*REQUIRED ACTIONS*
1. Copy the venison forum thread from "## meat hunter" to "mballi3011 (Jan 25, 2010)".
2. Answer these questions about the venison forum thread:
(a) According to meat hunter, what does nothing beat?
(b) Which food did grouper sandwich ask about the preparation of?
(c) Who called the meal a "Good looking feast"?
3. Continue the venison forum thread from where it stops.

# venison with qview



## jaso (Jan 25, 2010)

well the venison was great ! ! 





hope ya'll enjoyed your weekend! !


----------



## meat hunter (Jan 25, 2010)

I always say, nothing beats wild game. Looks great.
How did you prepare it? Any special recipe?


----------



## mballi3011 (Jan 25, 2010)

Like the meat hunter said who did you smoked your venison and what wood and all the good detail because after all you know:









"We Are The Kids and You Have The Candy"


----------



## cowgirl (Jan 25, 2010)

Good looking feast Jaso!


----------



## grouper sandwich (Jan 25, 2010)

The asparagus looks great. How'd you prepare it?


----------



## beer-b-q (Jan 25, 2010)

Looks Great...


----------



## jaso (Jan 25, 2010)

*SUPPLIED DATA*
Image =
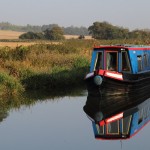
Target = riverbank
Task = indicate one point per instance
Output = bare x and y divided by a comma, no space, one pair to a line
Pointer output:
47,66
44,66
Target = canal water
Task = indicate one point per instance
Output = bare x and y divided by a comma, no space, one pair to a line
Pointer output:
58,124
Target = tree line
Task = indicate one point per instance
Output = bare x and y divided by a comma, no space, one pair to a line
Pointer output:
31,28
107,31
98,30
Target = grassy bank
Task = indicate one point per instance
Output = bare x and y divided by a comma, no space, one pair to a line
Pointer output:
48,66
44,66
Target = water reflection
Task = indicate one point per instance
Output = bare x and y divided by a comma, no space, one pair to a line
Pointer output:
117,117
30,98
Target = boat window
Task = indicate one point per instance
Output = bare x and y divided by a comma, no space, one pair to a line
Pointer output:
113,127
99,61
112,61
126,124
140,114
100,129
139,59
145,60
125,62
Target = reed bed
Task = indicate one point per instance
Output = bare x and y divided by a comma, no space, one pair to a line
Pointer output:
48,66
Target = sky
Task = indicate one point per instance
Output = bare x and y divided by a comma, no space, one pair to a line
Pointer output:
131,14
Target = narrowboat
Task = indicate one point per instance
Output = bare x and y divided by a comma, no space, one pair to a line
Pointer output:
124,124
119,70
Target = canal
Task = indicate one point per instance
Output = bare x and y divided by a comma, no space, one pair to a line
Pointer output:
59,123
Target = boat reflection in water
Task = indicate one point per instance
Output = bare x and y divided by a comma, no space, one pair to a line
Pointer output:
117,117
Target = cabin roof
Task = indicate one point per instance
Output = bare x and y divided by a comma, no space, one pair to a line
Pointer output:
125,46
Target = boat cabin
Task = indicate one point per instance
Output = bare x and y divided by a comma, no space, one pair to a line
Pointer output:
130,59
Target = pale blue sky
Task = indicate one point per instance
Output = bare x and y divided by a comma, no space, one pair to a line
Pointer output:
131,14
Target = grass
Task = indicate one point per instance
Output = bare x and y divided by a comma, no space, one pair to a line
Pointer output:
44,66
48,66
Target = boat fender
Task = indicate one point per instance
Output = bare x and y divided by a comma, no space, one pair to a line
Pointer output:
98,80
98,116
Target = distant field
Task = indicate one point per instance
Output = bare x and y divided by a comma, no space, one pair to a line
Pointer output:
13,35
9,34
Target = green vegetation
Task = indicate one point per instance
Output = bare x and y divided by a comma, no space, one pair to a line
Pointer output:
30,28
45,67
56,33
106,31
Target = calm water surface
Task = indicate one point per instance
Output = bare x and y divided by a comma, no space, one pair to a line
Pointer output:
59,124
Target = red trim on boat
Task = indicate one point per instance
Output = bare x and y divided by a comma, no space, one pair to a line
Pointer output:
111,74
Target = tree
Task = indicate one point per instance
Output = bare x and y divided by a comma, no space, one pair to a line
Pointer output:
104,30
56,33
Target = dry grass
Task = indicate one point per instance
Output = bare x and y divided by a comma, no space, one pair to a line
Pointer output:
9,34
13,35
76,37
16,44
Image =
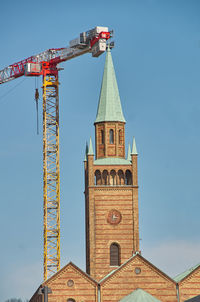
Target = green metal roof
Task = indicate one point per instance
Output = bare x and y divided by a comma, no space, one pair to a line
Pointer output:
139,295
86,152
181,276
109,108
111,161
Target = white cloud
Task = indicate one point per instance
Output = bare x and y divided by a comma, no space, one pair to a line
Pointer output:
173,257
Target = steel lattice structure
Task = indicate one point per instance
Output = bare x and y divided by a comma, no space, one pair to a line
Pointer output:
51,173
45,63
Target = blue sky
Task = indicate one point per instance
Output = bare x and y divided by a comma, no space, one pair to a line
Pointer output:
157,64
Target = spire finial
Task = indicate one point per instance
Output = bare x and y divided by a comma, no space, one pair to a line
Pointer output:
134,149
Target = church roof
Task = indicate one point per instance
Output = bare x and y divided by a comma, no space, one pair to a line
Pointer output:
139,295
109,108
183,275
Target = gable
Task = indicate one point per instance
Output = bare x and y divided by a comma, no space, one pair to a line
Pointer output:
139,295
134,274
70,282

*THE RESPONSES*
1.
## meat hunter (Jan 25, 2010)

I always say, nothing beats wild game. Looks great.
How did you prepare it? Any special recipe?


----------



## mballi3011 (Jan 25, 2010)

2.
(a) Wild game.
(b) The asparagus.
(c) cowgirl.

3.
Iseasoned the venison with carolina rump shake then injected with a little worcestershire sauce and bbq mix. took about 3 and a half hours to smoke the wind was killing my temp! ! sauteed the aspearagus and mushrooms with a little evoo and garlic salt. Honestly the venison came out awesome sliced thin can cut with a fork......really loved the carolina rump shake will have to use again  smoked the venison with some mesquite and pecan ! ! !


----------



## jerseyhunter (Jan 25, 2010)

Looks great


----------



## alx (Jan 25, 2010)

Nice job on this......Like the veggies too...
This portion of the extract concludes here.